The answer consists solely of the data below, reproduced exactly.
■ ■ ■
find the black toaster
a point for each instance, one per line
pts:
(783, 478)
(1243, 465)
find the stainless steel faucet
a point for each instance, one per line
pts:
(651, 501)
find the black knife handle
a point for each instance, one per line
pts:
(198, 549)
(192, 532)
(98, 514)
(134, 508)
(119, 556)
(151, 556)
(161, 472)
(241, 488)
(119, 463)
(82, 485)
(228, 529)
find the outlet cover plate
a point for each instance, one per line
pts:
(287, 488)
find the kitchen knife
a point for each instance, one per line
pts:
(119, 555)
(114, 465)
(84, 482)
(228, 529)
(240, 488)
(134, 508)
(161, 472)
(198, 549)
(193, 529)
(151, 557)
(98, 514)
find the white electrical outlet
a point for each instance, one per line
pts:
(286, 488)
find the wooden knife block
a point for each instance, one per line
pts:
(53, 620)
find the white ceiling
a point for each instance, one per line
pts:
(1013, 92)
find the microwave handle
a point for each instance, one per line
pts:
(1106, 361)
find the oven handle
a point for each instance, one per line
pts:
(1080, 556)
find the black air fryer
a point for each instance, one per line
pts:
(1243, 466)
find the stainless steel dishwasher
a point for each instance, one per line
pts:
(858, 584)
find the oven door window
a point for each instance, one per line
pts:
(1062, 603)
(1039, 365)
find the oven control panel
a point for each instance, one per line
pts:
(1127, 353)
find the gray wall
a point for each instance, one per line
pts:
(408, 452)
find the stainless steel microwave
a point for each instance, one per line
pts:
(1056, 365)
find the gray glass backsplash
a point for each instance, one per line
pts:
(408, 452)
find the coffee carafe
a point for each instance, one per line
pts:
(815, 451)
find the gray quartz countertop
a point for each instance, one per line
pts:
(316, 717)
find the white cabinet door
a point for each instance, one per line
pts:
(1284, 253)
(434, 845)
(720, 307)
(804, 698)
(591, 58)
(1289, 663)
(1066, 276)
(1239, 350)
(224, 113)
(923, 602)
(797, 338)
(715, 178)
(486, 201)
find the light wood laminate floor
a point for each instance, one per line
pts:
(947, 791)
■ ■ ■
__RESULT OF THE EXERCISE__
find the black toaster
a point for each instance, one per line
pts:
(783, 478)
(1243, 465)
find the stainless steel faucet
a point for each instance, one per line
pts:
(651, 501)
find the black knife handle
a point for each instance, one per line
pts:
(198, 549)
(192, 532)
(98, 514)
(134, 508)
(119, 556)
(151, 556)
(161, 472)
(241, 488)
(119, 463)
(82, 485)
(228, 529)
find the outlet cover plate
a point for each instance, one per line
pts:
(287, 488)
find the kitchen knife
a point for each instance, one per line
pts:
(119, 555)
(114, 465)
(84, 482)
(228, 529)
(240, 488)
(134, 508)
(161, 472)
(198, 549)
(193, 529)
(151, 557)
(98, 514)
find the white electrical outlet
a point for each instance, one per line
pts:
(286, 488)
find the wooden knife block
a point for each instance, one per line
pts:
(53, 620)
find the white ceiling
a point for each instance, one per line
pts:
(1013, 92)
find the microwave handle
a point for each instance, one per line
pts:
(1106, 361)
find the oven handle
a point for each instance, one per line
pts:
(1080, 556)
find the black air fryer
a point for each instance, one per line
pts:
(1243, 466)
find the stainless steel dishwasher
a point for each instance, one per line
pts:
(858, 584)
find the oven door window
a point for each instance, one per line
pts:
(1062, 603)
(1039, 365)
find the oven control panel
a point for each instance, one per line
pts:
(1127, 353)
find the gray wall
a point for each instance, one per line
pts:
(408, 452)
find the stainless steel microwave
a point for each instance, one per line
pts:
(1056, 365)
find the gray glass backsplash
a point for each instance, one per line
pts:
(408, 452)
find the coffee carafe
a point for each instance, one per line
pts:
(815, 451)
find the gray quartz countertop
a point for each instance, one per line
pts:
(316, 717)
find the white cabinet door
a point for each instance, one per line
pts:
(1284, 253)
(434, 845)
(720, 307)
(804, 698)
(591, 58)
(1289, 663)
(1066, 276)
(1239, 350)
(224, 113)
(923, 602)
(797, 338)
(715, 178)
(486, 201)
find the light wood laminate floor
a point for each instance, one per line
pts:
(947, 791)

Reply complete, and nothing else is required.